▸ Excerpt to read:
┏━━
The community is home to a few dozen individuals living in boats and 10 floating homes. Point San Pablo Harbor was originally envisioned by Captain Clark who was the brainchild behind the origins of the Richmond San Rafael Ferry. The area also features the Point San Pablo Marina, Sailing Goat Restaurant, and The San Pablo Bay Sportsmen's Club. The harbor village is located in a ravine at the northern tip of the Potrero Hills and alongside a small cove the opens to San Pablo Bay, where the marina is protected from waves, in addition to a breakwater. The harbor is also the starting point for visitors to East Brother Light Station a historic landmark.

The area is near the Chevron Richmond Refinery and some tank farm containers are visible in addition to the Richmond Landfill across the waters of Castro Cove, a contaminated estuarine habitat with its own significant industrial history. According to NOAA, refinery and industrial wastewater was discharged into Castro Cove from 1902 through 1987, leaving sediments contaminated primarily with polycyclic aromatic hydrocarbons, or PAHs, and mercury. NOAA’s description of the site even uses Point San Pablo Yacht Harbor as one of the reference points defining the boundary of Castro Cove.

Farther west on Point San Pablo, Richmond Terminal 4 also has a documented history of petroleum and industrial chemical releases affecting soil and groundwater.
┗━━
▸ Brief 1:
Could you copy out everything in the Point San Pablo Harbor passage from "The area is" down to "soil and groundwater."?
▸ Brief 2:
Can you pick up the Point San Pablo Harbor passage and keep it going from its final sentence?

▸ Stored data:
┏━━
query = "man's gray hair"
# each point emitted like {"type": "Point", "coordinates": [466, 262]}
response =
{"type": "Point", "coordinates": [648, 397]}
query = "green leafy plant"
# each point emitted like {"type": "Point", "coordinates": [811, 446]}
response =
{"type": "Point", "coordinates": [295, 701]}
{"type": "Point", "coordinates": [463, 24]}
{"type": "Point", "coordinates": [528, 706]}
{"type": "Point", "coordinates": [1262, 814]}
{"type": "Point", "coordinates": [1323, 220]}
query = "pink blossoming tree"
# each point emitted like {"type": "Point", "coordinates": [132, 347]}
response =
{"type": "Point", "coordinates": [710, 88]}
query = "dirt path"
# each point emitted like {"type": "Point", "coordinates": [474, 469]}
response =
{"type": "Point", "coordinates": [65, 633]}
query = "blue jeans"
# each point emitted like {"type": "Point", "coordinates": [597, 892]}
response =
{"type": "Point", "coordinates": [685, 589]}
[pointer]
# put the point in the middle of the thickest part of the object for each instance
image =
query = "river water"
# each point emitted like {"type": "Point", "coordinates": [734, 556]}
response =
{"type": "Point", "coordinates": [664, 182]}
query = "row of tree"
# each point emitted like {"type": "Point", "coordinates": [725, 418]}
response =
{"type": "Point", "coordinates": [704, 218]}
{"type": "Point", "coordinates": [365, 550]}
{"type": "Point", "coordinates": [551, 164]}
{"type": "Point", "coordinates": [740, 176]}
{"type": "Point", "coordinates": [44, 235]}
┗━━
▸ Your response 1:
The area is near the Chevron Richmond Refinery and some tank farm containers are visible in addition to the Richmond Landfill across the waters of Castro Cove, a contaminated estuarine habitat with its own significant industrial history. According to NOAA, refinery and industrial wastewater was discharged into Castro Cove from 1902 through 1987, leaving sediments contaminated primarily with polycyclic aromatic hydrocarbons, or PAHs, and mercury. NOAA’s description of the site even uses Point San Pablo Yacht Harbor as one of the reference points defining the boundary of Castro Cove.

Farther west on Point San Pablo, Richmond Terminal 4 also has a documented history of petroleum and industrial chemical releases affecting soil and groundwater.

▸ Your response 2:
The harbor sits within an area with a long and well documented history of refinery operations, industrial contamination, and environmental cleanup.

The harbor has panoramic views of the undeveloped coastlines of southern Napa, Sonoma, and Solano counties and eastern central Marin County. The hills surrounding the village feature Eucalyptus trees and coastal chaparral vegetation. The isolation of the area and undeveloped lands make deer sightings commonplace. Other animals in the area include the endangered salt marsh harvest mouse and California clapper rail. The areas around the marina and breakwaters have many egrets, herons and other birds that enjoy the small wetlands areas.

The Point San Pablo Harbor is privately owned. The Point San Pablo Preservation Society is a non-profit organization located at the harbor. The society's goal is to preserve the harbor and surrounding lands and waterways for public use and enjoyment.